**Set exercise:** Please copy the listing below line for line, changing nothing.

**Supplied data:**
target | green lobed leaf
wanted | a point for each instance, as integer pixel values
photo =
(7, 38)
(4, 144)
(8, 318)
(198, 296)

**Reply to the exercise:**
target | green lobed leaf
wanted | a point for each instance, as integer pixel values
photo =
(7, 38)
(4, 144)
(8, 318)
(198, 296)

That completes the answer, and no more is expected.